## BRIEF 1
Set down the text on the iKnow build process word for word, everything from "Open a command" down to "new language models.".

## SOURCE
* begin *

-
Notifications
You must be signed in to change notification settings - Fork 20
Build Process
This page provides additional detail on the tasks and artefacts involved with building the iKnow engine.
The iKnow engine relies on Language Models (also known as Knowledge Bases or simply "KB") for its language-specific parsing of sentences. A KB's source is expressed as a set of CSV files, which are not containing outright code but capture linguistic tokens, rules and other metadata specific to a language, plus some comments and sample sentences. These files are maintained under /kb in a human-readable (and editable) source format, usually through simple text editors like Notepad++.
When accumulated language model edits to the files in /kb
represent a comprehensive update, it's time to compile them ahead of a full iKnow engine build. Compiling the language models means transforming them from CSV format into a collection of artefacts the iKnow engine can use at runtime:
- Data in
lexrep.csv
is compiled into a C++ state machine that ends up in .inl files in/modules/aho/inl/<language>/lexrep/
, enabling high-performance matching of input text to the linguistic tokens on which iKnow bases its parsing - Data in the other csv files gets loaded as shared memory dumps to enable efficient runtime loading
In case you made any changes to the source .csv files, the iKnowLanguageCompiler
project takes care of transforming them into those runtime formats. If you haven't, you can skip this step. Since the language compiler relies on common parts, you'll need to build the iKnowEngineTest
program as described below before building iKnowLanguageCompiler
.
This should result in a new executable:
<repo_root>\kit\x64\(Debug|Release)\bin\iKnowLanguageCompiler(.exe)
Open a command window, change directory to <repo_root>\kit\x64\(Debug|Release)\bin\
, and run the program with the requested language code (eg: IKnowLanguageCompiler.exe en
for building the English language model). If no language parameter is supplied, all language models will be rebuilt. After the build process, you must rebuild the test program to pick up the new language models.

* end *

## BRIEF 2
Edit the records from the line containing "My supervisor asked me to locate the dormer" down to the line containing "xmin=356 ymin=292 xmax=390 ymax=300" by changing "supervisor" to "manager" and leaving everything else as it is. Return only those lines.

## RECORDS TO USE
* begin *

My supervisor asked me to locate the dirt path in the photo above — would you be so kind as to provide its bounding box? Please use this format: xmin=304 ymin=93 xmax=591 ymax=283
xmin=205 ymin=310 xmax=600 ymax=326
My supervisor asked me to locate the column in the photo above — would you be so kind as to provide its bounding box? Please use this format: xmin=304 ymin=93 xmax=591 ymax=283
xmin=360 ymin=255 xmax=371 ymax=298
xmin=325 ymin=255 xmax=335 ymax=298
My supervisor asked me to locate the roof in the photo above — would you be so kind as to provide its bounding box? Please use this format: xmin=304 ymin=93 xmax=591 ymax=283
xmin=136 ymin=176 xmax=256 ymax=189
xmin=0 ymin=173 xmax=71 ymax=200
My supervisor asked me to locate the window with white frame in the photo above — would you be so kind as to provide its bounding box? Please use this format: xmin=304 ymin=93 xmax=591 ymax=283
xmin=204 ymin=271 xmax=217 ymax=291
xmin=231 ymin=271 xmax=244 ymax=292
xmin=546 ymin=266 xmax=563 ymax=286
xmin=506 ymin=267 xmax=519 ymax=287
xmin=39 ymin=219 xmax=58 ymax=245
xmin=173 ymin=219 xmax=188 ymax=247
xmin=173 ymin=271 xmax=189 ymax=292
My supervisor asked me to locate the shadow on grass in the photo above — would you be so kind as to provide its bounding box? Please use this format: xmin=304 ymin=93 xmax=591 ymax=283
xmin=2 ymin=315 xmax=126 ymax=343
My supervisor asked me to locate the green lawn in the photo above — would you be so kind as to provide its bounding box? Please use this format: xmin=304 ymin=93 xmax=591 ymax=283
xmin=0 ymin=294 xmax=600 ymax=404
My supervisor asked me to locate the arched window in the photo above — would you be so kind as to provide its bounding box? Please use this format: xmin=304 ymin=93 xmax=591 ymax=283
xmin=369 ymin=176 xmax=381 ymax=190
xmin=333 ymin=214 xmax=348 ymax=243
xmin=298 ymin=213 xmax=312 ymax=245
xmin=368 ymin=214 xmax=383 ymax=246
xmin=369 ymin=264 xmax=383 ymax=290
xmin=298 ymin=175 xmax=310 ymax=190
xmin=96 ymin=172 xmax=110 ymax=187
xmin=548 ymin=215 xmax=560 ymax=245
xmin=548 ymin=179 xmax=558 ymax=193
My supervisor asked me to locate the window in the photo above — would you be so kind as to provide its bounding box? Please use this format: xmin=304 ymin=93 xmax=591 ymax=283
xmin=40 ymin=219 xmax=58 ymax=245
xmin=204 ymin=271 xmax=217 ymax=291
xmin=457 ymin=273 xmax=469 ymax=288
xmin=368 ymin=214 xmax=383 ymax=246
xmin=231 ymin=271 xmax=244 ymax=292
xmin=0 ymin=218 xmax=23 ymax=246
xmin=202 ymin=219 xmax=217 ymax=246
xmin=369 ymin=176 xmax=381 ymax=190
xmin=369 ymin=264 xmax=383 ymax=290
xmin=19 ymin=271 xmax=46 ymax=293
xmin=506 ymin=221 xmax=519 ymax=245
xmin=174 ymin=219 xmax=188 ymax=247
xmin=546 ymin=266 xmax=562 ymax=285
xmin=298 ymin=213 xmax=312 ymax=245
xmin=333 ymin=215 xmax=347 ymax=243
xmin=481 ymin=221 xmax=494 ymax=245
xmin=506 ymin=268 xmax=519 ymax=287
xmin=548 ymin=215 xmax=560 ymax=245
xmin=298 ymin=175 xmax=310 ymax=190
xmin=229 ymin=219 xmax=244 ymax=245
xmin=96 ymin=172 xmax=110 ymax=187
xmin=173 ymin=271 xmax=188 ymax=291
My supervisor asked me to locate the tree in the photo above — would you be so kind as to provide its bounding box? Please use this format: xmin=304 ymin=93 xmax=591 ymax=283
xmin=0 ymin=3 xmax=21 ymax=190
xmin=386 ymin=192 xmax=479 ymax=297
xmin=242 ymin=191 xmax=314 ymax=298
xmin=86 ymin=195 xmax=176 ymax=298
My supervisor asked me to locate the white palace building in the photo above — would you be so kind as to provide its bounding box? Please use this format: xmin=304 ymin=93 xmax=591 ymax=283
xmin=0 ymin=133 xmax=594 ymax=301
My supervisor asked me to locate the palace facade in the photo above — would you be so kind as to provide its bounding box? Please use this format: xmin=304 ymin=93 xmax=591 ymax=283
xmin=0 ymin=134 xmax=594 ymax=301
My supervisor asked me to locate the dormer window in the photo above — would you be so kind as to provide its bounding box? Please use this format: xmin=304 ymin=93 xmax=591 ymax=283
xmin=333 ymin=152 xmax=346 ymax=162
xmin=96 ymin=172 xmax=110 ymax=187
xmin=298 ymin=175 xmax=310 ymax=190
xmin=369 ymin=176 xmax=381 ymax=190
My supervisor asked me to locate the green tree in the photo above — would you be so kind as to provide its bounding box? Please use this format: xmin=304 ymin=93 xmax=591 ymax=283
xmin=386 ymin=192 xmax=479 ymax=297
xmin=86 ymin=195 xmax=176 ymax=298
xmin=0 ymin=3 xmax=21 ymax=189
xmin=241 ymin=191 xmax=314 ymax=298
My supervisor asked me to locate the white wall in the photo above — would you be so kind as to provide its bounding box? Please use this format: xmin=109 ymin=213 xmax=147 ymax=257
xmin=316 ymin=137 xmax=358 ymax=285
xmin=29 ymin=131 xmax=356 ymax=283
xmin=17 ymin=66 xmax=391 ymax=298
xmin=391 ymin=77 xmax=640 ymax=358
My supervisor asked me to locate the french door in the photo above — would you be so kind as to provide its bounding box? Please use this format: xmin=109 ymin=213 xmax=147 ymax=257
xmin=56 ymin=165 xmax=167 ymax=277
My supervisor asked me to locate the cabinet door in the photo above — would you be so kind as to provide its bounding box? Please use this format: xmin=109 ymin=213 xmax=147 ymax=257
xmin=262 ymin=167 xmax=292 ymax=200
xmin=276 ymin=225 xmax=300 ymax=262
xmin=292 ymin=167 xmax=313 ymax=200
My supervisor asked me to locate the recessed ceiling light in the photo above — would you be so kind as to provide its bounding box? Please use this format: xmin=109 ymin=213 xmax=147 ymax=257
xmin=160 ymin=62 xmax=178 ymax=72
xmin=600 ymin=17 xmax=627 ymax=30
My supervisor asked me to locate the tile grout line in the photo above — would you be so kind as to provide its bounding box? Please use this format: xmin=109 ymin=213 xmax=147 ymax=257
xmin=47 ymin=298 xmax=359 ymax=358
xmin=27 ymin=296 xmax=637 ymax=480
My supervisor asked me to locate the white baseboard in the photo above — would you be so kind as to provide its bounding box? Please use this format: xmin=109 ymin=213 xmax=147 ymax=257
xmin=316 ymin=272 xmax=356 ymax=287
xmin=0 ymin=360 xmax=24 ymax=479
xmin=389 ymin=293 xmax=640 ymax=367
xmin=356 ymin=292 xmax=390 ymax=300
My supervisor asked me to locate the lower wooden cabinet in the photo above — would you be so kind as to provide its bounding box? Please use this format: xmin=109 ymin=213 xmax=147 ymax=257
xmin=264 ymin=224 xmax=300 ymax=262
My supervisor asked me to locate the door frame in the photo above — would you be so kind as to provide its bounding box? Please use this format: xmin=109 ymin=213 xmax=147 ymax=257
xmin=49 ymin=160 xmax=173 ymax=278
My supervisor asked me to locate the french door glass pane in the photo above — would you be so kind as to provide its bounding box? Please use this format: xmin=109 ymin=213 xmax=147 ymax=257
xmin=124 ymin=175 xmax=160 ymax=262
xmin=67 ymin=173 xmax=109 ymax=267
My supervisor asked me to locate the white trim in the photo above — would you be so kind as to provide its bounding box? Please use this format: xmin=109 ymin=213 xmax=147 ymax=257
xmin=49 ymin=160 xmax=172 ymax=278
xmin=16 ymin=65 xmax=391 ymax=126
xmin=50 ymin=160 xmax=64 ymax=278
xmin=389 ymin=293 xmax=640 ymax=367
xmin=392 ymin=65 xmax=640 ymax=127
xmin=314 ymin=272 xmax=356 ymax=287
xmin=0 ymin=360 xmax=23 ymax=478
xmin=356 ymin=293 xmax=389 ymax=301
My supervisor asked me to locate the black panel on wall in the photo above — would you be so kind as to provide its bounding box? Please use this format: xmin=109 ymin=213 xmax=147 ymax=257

* end *

## EXERCISE OUTPUT 1
Open a command window, change directory to <repo_root>\kit\x64\(Debug|Release)\bin\
, and run the program with the requested language code (eg: IKnowLanguageCompiler.exe en
for building the English language model). If no language parameter is supplied, all language models will be rebuilt. After the build process, you must rebuild the test program to pick up the new language models.

## EXERCISE OUTPUT 2
My manager asked me to locate the dormer window in the photo above — would you be so kind as to provide its bounding box? Please use this format: xmin=304 ymin=93 xmax=591 ymax=283
xmin=333 ymin=152 xmax=346 ymax=162
xmin=96 ymin=172 xmax=110 ymax=187
xmin=298 ymin=175 xmax=310 ymax=190
xmin=369 ymin=176 xmax=381 ymax=190
My manager asked me to locate the green tree in the photo above — would you be so kind as to provide its bounding box? Please use this format: xmin=304 ymin=93 xmax=591 ymax=283
xmin=386 ymin=192 xmax=479 ymax=297
xmin=86 ymin=195 xmax=176 ymax=298
xmin=0 ymin=3 xmax=21 ymax=189
xmin=241 ymin=191 xmax=314 ymax=298
My manager asked me to locate the white wall in the photo above — would you be so kind as to provide its bounding box? Please use this format: xmin=109 ymin=213 xmax=147 ymax=257
xmin=316 ymin=137 xmax=358 ymax=285
xmin=29 ymin=131 xmax=356 ymax=283
xmin=17 ymin=66 xmax=391 ymax=298
xmin=391 ymin=77 xmax=640 ymax=358
My manager asked me to locate the french door in the photo above — would you be so kind as to provide its bounding box? Please use this format: xmin=109 ymin=213 xmax=147 ymax=257
xmin=56 ymin=165 xmax=167 ymax=277
My manager asked me to locate the cabinet door in the photo above — would you be so kind as to provide its bounding box? Please use this format: xmin=109 ymin=213 xmax=147 ymax=257
xmin=262 ymin=167 xmax=292 ymax=200
xmin=276 ymin=225 xmax=300 ymax=262
xmin=292 ymin=167 xmax=313 ymax=200
My manager asked me to locate the recessed ceiling light in the photo above — would you be so kind as to provide its bounding box? Please use this format: xmin=109 ymin=213 xmax=147 ymax=257
xmin=160 ymin=62 xmax=178 ymax=72
xmin=600 ymin=17 xmax=627 ymax=30
My manager asked me to locate the tile grout line in the photo above — would you be so kind as to provide its bounding box? Please use this format: xmin=109 ymin=213 xmax=147 ymax=257
xmin=47 ymin=298 xmax=359 ymax=358
xmin=27 ymin=296 xmax=637 ymax=480
My manager asked me to locate the white baseboard in the photo above — would you be so kind as to provide its bounding box? Please use this format: xmin=109 ymin=213 xmax=147 ymax=257
xmin=316 ymin=272 xmax=356 ymax=287
xmin=0 ymin=360 xmax=24 ymax=479
xmin=389 ymin=293 xmax=640 ymax=367
xmin=356 ymin=292 xmax=390 ymax=300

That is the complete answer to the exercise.